Segment Start: Data extract

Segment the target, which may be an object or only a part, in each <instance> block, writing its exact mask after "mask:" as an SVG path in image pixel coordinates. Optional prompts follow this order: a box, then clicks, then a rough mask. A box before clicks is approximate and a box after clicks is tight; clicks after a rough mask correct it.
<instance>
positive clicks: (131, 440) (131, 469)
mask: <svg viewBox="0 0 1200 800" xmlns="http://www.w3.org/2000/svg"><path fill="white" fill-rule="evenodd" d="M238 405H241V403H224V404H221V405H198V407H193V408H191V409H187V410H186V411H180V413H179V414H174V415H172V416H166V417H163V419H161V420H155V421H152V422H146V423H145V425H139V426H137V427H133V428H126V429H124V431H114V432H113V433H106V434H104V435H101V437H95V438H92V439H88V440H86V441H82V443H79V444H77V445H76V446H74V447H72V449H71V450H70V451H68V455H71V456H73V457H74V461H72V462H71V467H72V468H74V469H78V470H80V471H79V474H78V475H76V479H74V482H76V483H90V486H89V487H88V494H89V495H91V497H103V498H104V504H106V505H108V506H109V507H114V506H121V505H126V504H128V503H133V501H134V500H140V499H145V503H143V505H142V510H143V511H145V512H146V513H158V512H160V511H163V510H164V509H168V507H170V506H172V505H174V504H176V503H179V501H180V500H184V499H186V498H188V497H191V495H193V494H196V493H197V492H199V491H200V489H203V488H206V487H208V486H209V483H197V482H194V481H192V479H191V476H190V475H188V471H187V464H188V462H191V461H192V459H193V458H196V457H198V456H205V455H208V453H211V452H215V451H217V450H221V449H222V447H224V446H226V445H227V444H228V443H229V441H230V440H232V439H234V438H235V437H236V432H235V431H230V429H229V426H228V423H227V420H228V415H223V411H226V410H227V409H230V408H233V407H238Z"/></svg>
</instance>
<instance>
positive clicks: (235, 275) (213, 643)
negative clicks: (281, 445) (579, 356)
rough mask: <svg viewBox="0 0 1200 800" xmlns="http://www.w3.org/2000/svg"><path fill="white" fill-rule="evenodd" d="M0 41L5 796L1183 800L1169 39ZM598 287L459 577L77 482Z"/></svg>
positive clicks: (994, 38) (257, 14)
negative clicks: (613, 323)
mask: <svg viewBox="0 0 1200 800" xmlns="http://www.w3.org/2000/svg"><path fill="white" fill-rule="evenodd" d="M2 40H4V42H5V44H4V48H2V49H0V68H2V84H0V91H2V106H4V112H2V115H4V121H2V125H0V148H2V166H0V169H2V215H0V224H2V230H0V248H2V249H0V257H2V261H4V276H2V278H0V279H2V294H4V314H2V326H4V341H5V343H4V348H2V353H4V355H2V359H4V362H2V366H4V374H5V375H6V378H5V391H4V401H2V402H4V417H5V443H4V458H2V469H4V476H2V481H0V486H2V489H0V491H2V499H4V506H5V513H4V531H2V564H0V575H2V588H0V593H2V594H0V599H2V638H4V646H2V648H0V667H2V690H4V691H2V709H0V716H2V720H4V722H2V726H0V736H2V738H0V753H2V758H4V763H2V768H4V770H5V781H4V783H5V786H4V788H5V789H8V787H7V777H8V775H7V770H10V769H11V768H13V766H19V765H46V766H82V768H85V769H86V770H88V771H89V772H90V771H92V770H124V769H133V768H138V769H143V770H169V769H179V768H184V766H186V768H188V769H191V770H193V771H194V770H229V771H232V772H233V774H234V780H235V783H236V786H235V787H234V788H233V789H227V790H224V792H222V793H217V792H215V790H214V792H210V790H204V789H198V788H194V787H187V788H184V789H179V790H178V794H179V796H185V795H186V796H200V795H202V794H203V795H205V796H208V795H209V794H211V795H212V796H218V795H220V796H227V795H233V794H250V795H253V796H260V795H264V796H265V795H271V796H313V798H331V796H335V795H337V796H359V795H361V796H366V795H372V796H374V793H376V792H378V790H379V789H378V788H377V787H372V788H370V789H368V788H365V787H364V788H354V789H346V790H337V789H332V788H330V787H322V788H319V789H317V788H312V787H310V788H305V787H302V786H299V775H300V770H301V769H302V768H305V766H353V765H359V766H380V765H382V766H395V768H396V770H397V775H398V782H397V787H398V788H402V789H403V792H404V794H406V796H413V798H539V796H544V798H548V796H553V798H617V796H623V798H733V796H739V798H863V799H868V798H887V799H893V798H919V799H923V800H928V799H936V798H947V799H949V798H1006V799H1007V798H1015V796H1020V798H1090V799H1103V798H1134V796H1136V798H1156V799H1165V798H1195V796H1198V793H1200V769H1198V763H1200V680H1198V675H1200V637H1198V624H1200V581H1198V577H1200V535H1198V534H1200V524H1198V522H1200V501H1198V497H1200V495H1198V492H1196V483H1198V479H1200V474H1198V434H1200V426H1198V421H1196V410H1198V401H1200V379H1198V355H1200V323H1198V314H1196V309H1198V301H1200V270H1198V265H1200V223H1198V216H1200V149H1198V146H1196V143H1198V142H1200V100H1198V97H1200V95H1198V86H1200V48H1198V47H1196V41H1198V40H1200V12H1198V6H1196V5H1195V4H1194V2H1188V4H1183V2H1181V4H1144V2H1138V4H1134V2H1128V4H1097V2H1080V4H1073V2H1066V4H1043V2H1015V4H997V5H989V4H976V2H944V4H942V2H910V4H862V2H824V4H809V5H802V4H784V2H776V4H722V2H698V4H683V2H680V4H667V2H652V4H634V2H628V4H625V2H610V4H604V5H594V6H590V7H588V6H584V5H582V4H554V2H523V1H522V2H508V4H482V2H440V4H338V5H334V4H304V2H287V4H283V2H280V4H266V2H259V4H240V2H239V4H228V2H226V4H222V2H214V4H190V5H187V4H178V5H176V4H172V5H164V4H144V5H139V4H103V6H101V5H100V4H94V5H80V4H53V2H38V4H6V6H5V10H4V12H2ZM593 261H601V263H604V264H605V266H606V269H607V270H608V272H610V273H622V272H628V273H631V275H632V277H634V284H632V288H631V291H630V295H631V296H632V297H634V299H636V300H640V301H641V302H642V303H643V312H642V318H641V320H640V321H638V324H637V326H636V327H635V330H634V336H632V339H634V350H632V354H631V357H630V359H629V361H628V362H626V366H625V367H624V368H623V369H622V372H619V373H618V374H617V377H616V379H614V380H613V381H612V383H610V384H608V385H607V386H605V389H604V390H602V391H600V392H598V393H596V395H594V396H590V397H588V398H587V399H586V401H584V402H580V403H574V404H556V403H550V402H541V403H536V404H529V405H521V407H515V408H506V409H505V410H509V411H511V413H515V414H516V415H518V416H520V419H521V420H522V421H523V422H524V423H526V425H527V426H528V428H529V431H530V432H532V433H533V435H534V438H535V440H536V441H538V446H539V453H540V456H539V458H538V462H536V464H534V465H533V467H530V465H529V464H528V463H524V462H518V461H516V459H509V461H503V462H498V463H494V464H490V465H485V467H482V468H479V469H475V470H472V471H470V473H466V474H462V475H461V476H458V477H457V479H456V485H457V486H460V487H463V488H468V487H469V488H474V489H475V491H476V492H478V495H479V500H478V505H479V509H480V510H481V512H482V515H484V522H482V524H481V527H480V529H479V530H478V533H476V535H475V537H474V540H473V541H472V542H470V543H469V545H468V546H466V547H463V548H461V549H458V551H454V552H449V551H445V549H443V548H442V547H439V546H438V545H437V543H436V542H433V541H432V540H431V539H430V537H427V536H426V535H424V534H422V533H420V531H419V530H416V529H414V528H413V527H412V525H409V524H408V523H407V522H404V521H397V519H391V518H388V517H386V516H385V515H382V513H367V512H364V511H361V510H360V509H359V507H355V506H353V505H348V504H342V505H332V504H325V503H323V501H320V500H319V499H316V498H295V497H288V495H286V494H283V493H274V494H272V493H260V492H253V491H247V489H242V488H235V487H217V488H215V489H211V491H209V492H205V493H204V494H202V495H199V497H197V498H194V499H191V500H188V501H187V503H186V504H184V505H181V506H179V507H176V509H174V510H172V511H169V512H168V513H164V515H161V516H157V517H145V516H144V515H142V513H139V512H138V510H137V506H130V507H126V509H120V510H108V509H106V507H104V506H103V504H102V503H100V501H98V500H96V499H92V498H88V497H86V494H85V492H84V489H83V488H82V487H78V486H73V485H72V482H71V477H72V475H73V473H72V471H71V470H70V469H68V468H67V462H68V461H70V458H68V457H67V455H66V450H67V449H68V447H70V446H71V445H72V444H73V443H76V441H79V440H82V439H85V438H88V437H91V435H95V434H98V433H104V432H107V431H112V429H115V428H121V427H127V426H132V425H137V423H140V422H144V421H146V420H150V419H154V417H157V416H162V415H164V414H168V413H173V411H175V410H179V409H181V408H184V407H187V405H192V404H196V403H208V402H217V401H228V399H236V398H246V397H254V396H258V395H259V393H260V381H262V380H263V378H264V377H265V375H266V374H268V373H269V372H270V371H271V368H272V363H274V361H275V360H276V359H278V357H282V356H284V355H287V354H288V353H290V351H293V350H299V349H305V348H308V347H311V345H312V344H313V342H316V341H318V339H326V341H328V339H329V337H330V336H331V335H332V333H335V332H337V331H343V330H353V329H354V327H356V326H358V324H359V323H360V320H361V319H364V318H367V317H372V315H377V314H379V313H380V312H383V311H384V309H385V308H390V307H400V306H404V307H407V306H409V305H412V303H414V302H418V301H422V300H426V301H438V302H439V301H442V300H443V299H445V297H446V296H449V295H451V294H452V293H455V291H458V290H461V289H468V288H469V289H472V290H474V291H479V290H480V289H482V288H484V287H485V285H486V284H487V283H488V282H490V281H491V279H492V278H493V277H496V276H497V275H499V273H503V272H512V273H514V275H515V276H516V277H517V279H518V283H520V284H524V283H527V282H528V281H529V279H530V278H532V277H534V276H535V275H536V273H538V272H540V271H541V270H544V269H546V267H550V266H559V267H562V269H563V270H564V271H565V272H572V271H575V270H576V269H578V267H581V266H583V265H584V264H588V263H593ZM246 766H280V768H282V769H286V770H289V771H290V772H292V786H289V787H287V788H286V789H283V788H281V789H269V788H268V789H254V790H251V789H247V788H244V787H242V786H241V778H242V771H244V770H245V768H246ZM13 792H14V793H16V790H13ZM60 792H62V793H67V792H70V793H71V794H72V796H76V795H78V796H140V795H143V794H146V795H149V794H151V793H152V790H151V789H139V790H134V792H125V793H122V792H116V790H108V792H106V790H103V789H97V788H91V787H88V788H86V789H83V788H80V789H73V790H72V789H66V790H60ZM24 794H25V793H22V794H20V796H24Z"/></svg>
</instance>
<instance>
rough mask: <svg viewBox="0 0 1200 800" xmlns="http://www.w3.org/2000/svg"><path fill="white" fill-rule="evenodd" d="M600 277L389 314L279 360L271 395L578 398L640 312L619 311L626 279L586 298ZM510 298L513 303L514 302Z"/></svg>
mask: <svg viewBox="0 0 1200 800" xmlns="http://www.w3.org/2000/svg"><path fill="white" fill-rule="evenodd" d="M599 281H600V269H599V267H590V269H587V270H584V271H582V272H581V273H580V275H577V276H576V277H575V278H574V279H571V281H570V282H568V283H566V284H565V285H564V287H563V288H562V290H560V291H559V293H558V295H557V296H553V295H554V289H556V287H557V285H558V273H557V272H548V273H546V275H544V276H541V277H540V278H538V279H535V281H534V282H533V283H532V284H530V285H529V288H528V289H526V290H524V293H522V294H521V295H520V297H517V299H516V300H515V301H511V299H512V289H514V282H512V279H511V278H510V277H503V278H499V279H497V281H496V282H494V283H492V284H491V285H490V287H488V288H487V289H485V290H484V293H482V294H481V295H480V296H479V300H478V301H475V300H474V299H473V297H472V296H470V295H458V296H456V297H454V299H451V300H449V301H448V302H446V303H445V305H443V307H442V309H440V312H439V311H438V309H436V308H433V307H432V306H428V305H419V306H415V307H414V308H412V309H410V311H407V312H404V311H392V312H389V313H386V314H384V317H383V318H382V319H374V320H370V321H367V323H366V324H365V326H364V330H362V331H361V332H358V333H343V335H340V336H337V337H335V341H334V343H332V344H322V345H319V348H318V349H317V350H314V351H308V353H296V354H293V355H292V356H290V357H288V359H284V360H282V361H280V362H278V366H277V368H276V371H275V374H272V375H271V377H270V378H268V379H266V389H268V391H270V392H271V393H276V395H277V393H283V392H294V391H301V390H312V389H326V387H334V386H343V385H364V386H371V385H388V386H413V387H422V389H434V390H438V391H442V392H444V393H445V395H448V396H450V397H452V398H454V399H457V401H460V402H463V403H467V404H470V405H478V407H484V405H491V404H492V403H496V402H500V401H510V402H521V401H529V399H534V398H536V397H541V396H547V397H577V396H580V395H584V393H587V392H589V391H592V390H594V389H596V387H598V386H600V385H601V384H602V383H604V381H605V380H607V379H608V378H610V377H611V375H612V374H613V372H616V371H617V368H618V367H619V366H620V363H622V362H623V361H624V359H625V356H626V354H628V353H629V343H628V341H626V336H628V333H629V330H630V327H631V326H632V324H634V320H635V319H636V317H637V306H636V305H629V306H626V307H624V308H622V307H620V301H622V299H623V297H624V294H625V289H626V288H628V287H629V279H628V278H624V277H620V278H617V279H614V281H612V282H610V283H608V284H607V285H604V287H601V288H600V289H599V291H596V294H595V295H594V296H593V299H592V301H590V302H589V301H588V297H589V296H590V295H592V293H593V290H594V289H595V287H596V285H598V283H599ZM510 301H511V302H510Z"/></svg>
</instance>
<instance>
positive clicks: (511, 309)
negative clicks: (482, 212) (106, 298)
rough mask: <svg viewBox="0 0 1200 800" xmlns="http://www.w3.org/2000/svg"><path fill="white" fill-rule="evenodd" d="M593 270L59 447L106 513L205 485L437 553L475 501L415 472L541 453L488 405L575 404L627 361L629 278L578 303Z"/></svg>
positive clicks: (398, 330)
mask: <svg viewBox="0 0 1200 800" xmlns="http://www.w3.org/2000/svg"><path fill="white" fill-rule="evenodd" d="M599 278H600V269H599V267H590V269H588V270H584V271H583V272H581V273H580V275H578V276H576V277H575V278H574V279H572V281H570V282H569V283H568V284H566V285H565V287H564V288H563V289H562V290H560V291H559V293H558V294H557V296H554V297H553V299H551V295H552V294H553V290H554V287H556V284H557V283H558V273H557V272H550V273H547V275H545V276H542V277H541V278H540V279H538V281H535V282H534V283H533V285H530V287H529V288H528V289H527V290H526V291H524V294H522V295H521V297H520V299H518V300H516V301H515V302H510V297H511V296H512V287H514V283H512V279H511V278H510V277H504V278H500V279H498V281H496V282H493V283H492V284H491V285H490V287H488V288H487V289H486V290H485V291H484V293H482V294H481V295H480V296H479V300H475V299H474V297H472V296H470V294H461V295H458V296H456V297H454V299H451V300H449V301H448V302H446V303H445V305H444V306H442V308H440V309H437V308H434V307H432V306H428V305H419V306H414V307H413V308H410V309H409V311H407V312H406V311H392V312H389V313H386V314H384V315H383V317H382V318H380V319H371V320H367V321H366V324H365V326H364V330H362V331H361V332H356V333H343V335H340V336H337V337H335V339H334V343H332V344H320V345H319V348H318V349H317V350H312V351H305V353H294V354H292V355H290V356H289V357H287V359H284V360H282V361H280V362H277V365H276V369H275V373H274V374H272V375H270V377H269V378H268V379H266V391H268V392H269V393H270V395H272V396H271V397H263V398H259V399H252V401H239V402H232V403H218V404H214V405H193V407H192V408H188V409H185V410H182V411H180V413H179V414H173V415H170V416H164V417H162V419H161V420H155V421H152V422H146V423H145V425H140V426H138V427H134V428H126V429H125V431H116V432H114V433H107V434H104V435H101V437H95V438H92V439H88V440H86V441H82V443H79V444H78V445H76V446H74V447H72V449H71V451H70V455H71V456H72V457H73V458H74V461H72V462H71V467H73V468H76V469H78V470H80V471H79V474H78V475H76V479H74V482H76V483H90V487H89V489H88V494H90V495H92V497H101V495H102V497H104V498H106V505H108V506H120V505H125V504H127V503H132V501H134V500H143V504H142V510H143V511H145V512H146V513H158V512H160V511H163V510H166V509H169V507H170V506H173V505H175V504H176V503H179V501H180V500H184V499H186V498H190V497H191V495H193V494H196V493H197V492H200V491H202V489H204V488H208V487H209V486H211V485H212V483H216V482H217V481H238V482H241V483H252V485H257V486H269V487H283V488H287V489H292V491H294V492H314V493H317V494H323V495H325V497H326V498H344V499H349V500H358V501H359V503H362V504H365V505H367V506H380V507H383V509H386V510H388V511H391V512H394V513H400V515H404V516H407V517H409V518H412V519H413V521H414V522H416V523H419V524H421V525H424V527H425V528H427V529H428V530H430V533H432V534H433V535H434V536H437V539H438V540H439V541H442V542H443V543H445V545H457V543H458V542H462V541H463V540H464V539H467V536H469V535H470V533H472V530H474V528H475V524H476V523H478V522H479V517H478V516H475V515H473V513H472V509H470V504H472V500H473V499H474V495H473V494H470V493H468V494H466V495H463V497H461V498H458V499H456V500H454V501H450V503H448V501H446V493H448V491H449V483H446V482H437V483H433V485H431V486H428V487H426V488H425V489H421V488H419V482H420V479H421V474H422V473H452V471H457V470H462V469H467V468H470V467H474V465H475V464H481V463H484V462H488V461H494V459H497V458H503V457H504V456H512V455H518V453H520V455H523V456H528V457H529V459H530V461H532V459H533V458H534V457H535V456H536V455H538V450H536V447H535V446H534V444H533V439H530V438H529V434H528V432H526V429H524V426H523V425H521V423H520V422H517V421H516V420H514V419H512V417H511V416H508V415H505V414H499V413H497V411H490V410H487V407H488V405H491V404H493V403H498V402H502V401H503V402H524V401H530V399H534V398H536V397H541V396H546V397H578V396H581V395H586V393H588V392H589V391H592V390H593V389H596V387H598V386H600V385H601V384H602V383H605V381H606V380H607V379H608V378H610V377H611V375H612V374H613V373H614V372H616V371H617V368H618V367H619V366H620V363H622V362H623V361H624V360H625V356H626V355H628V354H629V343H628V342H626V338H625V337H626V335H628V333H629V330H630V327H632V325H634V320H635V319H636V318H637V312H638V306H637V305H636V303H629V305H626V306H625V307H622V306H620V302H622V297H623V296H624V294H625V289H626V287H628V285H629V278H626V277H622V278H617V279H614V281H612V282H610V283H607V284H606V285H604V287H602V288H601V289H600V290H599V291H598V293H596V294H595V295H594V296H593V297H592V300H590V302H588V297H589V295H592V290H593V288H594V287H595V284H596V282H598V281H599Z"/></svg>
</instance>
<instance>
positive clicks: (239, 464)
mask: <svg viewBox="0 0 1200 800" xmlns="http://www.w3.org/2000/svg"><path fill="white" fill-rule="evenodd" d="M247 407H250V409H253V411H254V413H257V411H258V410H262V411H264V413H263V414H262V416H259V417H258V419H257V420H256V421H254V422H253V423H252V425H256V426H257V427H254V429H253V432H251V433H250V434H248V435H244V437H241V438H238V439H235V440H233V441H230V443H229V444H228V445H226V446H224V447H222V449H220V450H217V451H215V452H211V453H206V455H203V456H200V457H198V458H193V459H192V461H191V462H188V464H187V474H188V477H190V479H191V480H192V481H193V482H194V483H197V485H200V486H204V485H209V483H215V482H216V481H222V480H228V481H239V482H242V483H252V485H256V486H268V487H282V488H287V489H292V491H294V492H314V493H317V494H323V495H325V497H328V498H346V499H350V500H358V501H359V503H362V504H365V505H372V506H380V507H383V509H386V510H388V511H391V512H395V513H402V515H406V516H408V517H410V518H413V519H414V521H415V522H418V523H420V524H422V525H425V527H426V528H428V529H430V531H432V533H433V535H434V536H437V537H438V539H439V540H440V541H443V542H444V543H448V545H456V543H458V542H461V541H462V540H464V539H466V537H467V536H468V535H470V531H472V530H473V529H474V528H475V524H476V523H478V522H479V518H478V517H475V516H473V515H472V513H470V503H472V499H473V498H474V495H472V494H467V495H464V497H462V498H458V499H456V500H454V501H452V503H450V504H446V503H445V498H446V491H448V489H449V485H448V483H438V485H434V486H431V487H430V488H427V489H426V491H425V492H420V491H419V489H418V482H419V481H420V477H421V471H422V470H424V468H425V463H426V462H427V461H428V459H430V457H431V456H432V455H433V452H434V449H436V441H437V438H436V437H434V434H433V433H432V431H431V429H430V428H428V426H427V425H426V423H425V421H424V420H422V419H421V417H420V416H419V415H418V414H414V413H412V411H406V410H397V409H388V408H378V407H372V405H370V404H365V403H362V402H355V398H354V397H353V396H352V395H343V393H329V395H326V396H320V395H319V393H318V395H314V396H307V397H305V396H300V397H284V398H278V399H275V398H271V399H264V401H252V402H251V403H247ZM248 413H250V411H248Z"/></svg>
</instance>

Segment End: Data extract

Only an exact copy of the lines from the beginning of the listing through the line with "positive clicks: (994, 38) (257, 14)", both included, belongs in the answer.

**Finished exercise**
Segment the target, which may be an object or only a part, in each <instance> block, writing its exact mask after "mask:" as an SVG path in image pixel coordinates. Optional prompts follow this order: a box, then clicks, then a rough mask. A box before clicks is approximate and a box after clicks is tight; clicks after a rough mask correct it.
<instance>
positive clicks: (131, 440) (131, 469)
mask: <svg viewBox="0 0 1200 800" xmlns="http://www.w3.org/2000/svg"><path fill="white" fill-rule="evenodd" d="M238 405H241V403H224V404H221V405H198V407H193V408H191V409H187V410H186V411H180V413H179V414H174V415H172V416H166V417H163V419H161V420H155V421H152V422H146V423H145V425H139V426H137V427H133V428H126V429H124V431H114V432H113V433H106V434H104V435H101V437H95V438H92V439H88V440H86V441H82V443H79V444H77V445H76V446H74V447H72V449H71V450H70V451H68V455H71V456H73V457H74V461H72V462H71V467H72V468H74V469H78V470H80V471H79V474H78V475H76V479H74V482H76V483H90V486H89V487H88V494H89V495H91V497H103V498H104V504H106V505H108V506H109V507H114V506H121V505H126V504H128V503H133V501H134V500H140V499H145V503H143V505H142V510H143V511H145V512H146V513H158V512H160V511H163V510H164V509H168V507H170V506H172V505H174V504H176V503H179V501H180V500H184V499H186V498H188V497H191V495H193V494H196V493H197V492H199V491H200V489H203V488H206V487H208V486H209V483H197V482H194V481H192V479H191V476H190V475H188V471H187V464H188V462H191V461H192V459H193V458H196V457H198V456H205V455H208V453H211V452H215V451H217V450H221V449H222V447H224V446H226V445H227V444H228V443H229V441H230V440H232V439H234V438H235V437H236V432H235V431H230V429H229V426H228V423H227V420H228V415H223V411H226V410H227V409H230V408H233V407H238Z"/></svg>
</instance>
<instance>
positive clicks: (235, 275) (213, 643)
negative clicks: (281, 445) (579, 356)
rough mask: <svg viewBox="0 0 1200 800" xmlns="http://www.w3.org/2000/svg"><path fill="white" fill-rule="evenodd" d="M0 41L5 796L1183 800L1169 39ZM598 287L459 577L77 482Z"/></svg>
positive clicks: (994, 38) (257, 14)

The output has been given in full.